__WRITTEN REQUEST__
The entries below are to be transcribed in full, without their images.

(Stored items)
§

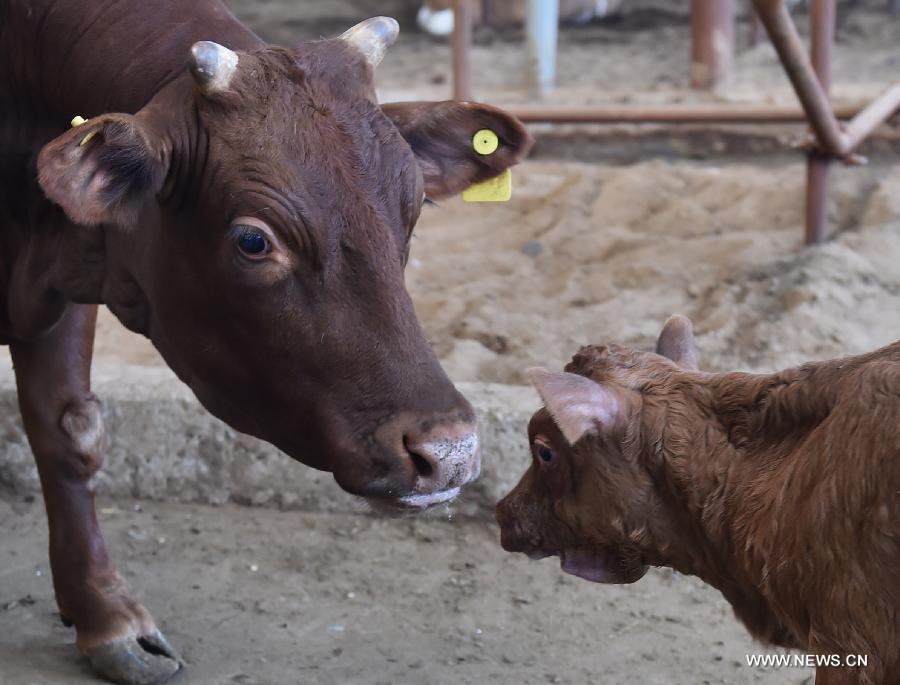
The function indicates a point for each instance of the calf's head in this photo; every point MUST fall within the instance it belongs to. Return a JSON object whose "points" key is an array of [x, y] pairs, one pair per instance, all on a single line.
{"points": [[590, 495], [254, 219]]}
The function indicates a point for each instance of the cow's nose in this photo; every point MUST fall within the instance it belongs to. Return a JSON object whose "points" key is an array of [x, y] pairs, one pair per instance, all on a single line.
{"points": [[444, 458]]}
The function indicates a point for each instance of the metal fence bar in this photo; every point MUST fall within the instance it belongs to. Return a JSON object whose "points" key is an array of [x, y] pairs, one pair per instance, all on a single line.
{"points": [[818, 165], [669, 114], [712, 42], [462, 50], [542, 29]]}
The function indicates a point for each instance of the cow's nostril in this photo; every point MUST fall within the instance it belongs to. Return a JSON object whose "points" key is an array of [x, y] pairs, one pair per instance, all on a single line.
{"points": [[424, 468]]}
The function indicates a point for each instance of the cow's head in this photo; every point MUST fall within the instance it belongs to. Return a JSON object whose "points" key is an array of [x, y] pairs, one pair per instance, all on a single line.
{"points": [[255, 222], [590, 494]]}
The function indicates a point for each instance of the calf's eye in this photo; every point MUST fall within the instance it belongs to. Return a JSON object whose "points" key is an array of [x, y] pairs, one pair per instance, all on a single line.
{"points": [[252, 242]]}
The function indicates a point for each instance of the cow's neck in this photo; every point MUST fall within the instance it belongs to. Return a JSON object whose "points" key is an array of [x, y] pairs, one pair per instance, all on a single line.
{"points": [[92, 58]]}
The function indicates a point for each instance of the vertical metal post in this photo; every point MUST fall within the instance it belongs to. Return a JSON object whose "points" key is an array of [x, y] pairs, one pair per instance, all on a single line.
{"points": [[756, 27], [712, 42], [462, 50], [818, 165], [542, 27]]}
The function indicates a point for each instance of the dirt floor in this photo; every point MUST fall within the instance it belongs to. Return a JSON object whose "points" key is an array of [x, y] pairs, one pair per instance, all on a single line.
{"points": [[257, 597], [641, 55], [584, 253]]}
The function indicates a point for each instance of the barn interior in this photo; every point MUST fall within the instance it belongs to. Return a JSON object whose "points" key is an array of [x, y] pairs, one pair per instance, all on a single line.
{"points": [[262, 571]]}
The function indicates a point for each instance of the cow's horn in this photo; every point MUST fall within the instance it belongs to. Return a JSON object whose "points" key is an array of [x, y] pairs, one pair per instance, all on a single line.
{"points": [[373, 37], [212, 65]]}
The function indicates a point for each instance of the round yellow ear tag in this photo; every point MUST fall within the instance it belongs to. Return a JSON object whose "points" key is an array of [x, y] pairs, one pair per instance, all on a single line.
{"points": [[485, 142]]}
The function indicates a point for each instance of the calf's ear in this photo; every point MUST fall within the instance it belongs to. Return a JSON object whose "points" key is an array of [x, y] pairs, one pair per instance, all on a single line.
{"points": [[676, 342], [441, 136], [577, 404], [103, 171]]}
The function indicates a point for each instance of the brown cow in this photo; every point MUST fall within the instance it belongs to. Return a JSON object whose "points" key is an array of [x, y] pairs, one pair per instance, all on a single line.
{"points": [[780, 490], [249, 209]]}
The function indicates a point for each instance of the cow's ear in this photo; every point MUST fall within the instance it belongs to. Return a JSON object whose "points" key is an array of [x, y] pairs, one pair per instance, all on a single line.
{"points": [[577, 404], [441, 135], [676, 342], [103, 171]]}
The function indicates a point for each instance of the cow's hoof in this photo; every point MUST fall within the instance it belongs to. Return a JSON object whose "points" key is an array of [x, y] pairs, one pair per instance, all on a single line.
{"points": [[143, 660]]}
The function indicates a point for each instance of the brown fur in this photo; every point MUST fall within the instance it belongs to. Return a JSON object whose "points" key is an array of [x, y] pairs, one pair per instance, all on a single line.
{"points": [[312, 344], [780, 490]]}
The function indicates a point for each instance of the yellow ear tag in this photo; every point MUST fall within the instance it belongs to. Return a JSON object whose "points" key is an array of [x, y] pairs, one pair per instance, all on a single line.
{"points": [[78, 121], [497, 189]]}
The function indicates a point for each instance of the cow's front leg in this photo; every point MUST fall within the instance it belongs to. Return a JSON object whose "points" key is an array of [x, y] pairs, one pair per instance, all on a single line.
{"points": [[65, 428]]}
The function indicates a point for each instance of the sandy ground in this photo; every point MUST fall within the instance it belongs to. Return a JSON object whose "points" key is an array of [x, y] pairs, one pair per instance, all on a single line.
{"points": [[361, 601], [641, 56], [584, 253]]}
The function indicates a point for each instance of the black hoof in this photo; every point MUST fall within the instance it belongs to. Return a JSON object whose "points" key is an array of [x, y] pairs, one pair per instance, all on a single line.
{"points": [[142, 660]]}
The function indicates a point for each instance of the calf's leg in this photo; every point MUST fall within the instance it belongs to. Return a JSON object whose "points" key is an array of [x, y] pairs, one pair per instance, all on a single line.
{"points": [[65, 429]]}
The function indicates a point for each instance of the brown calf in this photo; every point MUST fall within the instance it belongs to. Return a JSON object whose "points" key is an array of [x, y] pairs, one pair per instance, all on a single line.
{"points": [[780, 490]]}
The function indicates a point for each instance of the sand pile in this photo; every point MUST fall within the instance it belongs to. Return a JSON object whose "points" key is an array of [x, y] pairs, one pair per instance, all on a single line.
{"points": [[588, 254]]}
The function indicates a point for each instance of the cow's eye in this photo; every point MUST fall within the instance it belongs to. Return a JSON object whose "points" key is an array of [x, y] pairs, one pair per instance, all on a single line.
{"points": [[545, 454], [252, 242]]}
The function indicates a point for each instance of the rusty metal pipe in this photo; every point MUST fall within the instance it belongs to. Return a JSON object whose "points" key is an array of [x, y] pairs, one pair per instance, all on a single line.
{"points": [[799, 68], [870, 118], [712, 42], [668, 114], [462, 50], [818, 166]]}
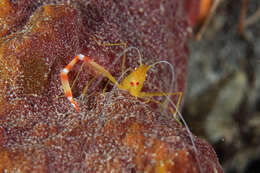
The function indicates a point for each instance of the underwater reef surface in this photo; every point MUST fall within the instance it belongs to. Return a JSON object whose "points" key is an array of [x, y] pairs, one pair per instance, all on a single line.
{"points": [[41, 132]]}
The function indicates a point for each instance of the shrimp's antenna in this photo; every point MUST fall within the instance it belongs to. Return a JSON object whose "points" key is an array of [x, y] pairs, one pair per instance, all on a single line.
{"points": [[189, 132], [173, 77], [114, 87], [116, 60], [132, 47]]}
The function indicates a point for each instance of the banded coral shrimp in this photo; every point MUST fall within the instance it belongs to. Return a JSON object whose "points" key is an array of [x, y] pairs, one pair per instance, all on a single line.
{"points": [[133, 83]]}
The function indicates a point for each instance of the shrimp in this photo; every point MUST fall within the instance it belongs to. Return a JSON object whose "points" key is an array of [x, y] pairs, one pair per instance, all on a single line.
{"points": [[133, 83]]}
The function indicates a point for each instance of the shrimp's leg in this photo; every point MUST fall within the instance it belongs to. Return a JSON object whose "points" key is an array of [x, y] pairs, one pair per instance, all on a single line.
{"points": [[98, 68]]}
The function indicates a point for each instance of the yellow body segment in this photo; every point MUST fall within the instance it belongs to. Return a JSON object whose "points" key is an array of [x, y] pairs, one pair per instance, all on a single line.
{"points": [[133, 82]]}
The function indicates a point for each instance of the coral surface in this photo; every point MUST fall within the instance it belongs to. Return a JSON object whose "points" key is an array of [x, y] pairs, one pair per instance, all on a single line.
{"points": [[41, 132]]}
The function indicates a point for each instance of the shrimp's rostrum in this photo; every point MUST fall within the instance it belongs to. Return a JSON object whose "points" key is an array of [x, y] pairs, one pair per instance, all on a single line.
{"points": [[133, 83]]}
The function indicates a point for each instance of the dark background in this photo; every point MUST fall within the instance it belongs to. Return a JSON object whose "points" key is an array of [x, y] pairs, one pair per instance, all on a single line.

§

__PROBLEM SOLUTION__
The function indicates a point for each instance of the calf's head in this photo; every point MUST fall within the instance it belongs to. Return a JSON object whose "points" key is an array of [x, y] pairs, one pair per instance, all on a single line.
{"points": [[590, 495], [254, 219]]}
The function indicates a point for each instance of the cow's nose in this photo; every point MUST fall within the instance it belongs to. Return a JSON object whose "points" key is an array of [x, y] pairs, one pair per instance, all on a single line.
{"points": [[444, 458]]}
The function indicates a point for each instance of the metal fence bar in this photo; every point MUST fall within the instance it belongs to. Return a JSON object whose "points" key is an array of [x, y] pairs, one pair per instance, all on a single line.
{"points": [[818, 165], [669, 114], [712, 42], [462, 50], [542, 29]]}
The function indicates a point for each instance of the cow's nostril in this photo; every point MUST fall within the instance it belongs to. Return a JSON object whose "points" key is an array of [x, y] pairs, one pair per instance, all on a single line.
{"points": [[424, 468]]}
The function indicates a point for each instance of the cow's head in this photo; every point MUST fall within the instance it belongs to. Return a JSON object whose "points" key is an array of [x, y] pairs, one pair per instance, all on a single line.
{"points": [[255, 222], [590, 494]]}
The function indicates a point for each instance of the calf's eye in this photo; every point MUST fall within the instance it belongs to. Return a JSON object whose "points" key is an array of [x, y] pairs, one pair per instance, all on a single line.
{"points": [[252, 242]]}
The function indicates a point for each instance of the cow's neck in this photo; every point MUST fall within the instance it belongs to. Return a JSON object whose "points" key is an array of [x, y] pairs, one pair per instance, all on a single line.
{"points": [[92, 58]]}
The function indicates a point for each instance of the vertical metal post in this photo; every point MUST fall within the instance it belongs to. Return a JSON object whose "points" key is an array of [x, y] pairs, one pair per instance, all on a single line.
{"points": [[756, 27], [712, 42], [462, 50], [818, 165], [542, 27]]}
The function indicates a point for each instance of the dirt floor in this photo; every point MUST fall within the instance it belongs to. Return a JSON object whose "points" key is an array of [x, y] pairs, one pair per instance, all on a single line.
{"points": [[257, 597], [641, 55], [584, 253]]}
The function indicates a point for each instance of the barn interior in this photo; every point MUST fall within the instance it belongs to. Return a JSON object whose "points" key is an array of [x, y] pairs, one pair per instance, all on a single line.
{"points": [[262, 571]]}
The function indicates a point for each instance of the cow's horn in this photo; every point MUST fall within the instance it belongs to. Return a JSON object whose "points" key is an array of [x, y] pairs, one pair per instance, all on a single line.
{"points": [[373, 37], [212, 65]]}
The function indicates a point for each instance of the round yellow ear tag in this photo; every point MUST fall within the instance it belongs to. Return a JSON object whose "points" key is an array of [x, y] pairs, one pair per instance, all on a single line.
{"points": [[485, 142]]}
The function indicates a point for each instance of the calf's ear in this photo; every point MUST fall within the instance it belongs to. Return a JSON object whose "points" key is an array of [x, y] pairs, one pair per instance, all on a single line.
{"points": [[676, 342], [441, 136], [577, 404], [103, 171]]}
The function indicates a point for each instance of the brown cow in this photo; every point MUST fall within the instance it belongs to. Return a JSON object whose "points" key is an array of [x, y] pairs, one pair per instance, all on a single line.
{"points": [[780, 490], [249, 209]]}
The function indicates a point for each instance of the cow's ear in this photo; every point MUST fall within the instance it belongs to. Return a JSON object whose "points" key is an array of [x, y] pairs, one pair per instance, all on a single line.
{"points": [[577, 404], [441, 135], [676, 342], [103, 171]]}
The function indicates a point for each instance of the cow's hoof in this photo; every point MUST fall within the instance it belongs to. Return a JSON object whose "points" key is an array of [x, y] pairs, one pair per instance, all on a single line.
{"points": [[143, 660]]}
The function indicates a point for each instance of the brown fur in this photo; every point MUST fall within the instance it belongs to. Return a JSON object whose "points" key is an array of [x, y] pairs, one pair per instance, all on a single line.
{"points": [[312, 344], [780, 490]]}
The function indicates a point for each instance of the yellow ear tag in this photo; every point MUST fall within the instance it belongs to. Return a JSON object whose "points" key is an array of [x, y] pairs, one pair per instance, all on a single line.
{"points": [[78, 121], [497, 189]]}
The function indicates a point for each instance of the cow's front leg in this photo; every point MUST fall within the instance it belongs to. Return a JSON object whose "points" key is an array of [x, y] pairs, one pair per instance, all on a single line.
{"points": [[65, 428]]}
The function indicates a point for each instance of the sandy ground in this photo; every point MUST fall within the instance it belongs to. Return a JSON object whose "points" key is an array of [x, y] pairs, one pair per instance, all on a single line.
{"points": [[361, 601], [641, 56], [584, 253]]}
The function indicates a point for each instance of the black hoof in this photo; every point MUST fall within the instance it belongs to. Return a JSON object whose "points" key is an array of [x, y] pairs, one pair per instance, all on a single line.
{"points": [[142, 660]]}
The function indicates a point for each instance of the calf's leg in this photo; every point MUST fall within the instance it belongs to. Return a JSON object whose "points" key is an array of [x, y] pairs, one pair per instance, all on a single line.
{"points": [[65, 429]]}
The function indicates a point for each instance of the brown calf in this photo; every point MUST fall within the instance it belongs to. Return a JSON object whose "points" key is an array of [x, y] pairs, one pair per instance, all on a single line.
{"points": [[780, 490]]}
The function indicates a point for each instance of the sand pile in this photo; every point MUST fall within the instance it belongs to. Return a JSON object whose "points" key is an array of [x, y] pairs, one pair per instance, all on a single line.
{"points": [[588, 254]]}
The function indicates a point for each instance of the cow's eye in this photo; every point MUST fall within the instance it belongs to. Return a JSON object whose "points" key is an array of [x, y] pairs, one pair per instance, all on a single line.
{"points": [[545, 454], [252, 242]]}
The function indicates a point for each instance of the rusty metal pipe in this photo; every point MUST fall within the instance it belongs to. Return a JSON object whose "points" key is an array of [x, y] pairs, one pair per instance, all on a single line.
{"points": [[799, 68], [870, 118], [712, 42], [668, 114], [462, 50], [818, 166]]}
The function indicates a point for each instance of the underwater reef surface in this photo; every point MUST fall within the instance it belongs to. Return a JSON object whose "points" key is an array of [x, y] pairs, one pair per instance, all on a single line.
{"points": [[41, 132]]}
The function indicates a point for each instance of the shrimp's antenna in this photo; every point MUST fall within the instance it belongs to. Return a JSON object whose "points" key is an array of [x, y] pairs, one pair per instance, all on a single line.
{"points": [[189, 132], [173, 77], [114, 87], [116, 60], [132, 47]]}
The function indicates a point for each instance of the banded coral shrimp in this photo; every point MUST fall within the instance it belongs to. Return a JSON object whose "points" key is an array of [x, y] pairs, one pair per instance, all on a single line.
{"points": [[133, 83]]}
The function indicates a point for each instance of the shrimp in this photo; every point MUST fall within the instance it belongs to. Return a JSON object whose "points" key is an array of [x, y] pairs, one pair per instance, all on a single line.
{"points": [[133, 83]]}
The function indicates a point for each instance of the shrimp's leg in this photo; every point MUST fall within the instance it belongs to. Return a JSON object whose "points" key is an array of [x, y] pairs, one pair per instance, all on a single line.
{"points": [[98, 68]]}
The function indicates a point for each instance of the yellow body segment in this photo; every point MUST fall within the instance it belongs to. Return a JSON object whose "points" key is an array of [x, y] pairs, one pair per instance, all on a single line.
{"points": [[133, 82]]}
The function indicates a point for each instance of the coral surface in this photo; every point MUST fall within the instance it belongs to. Return a JSON object whose "points" key is an array of [x, y] pairs, one pair per instance, all on a single line.
{"points": [[41, 132]]}
The function indicates a point for each instance of the shrimp's rostrum in this photo; every point MUST fall within the instance it belongs to. Return a JSON object whose "points" key is an array of [x, y] pairs, one pair per instance, all on a single line.
{"points": [[133, 83]]}
The function indicates a point for each instance of the dark background in this photo; every point MUST fall within the instance it belongs to. Return a JSON object whose "points" key is an array of [x, y] pairs, one pair per instance, all on a single line.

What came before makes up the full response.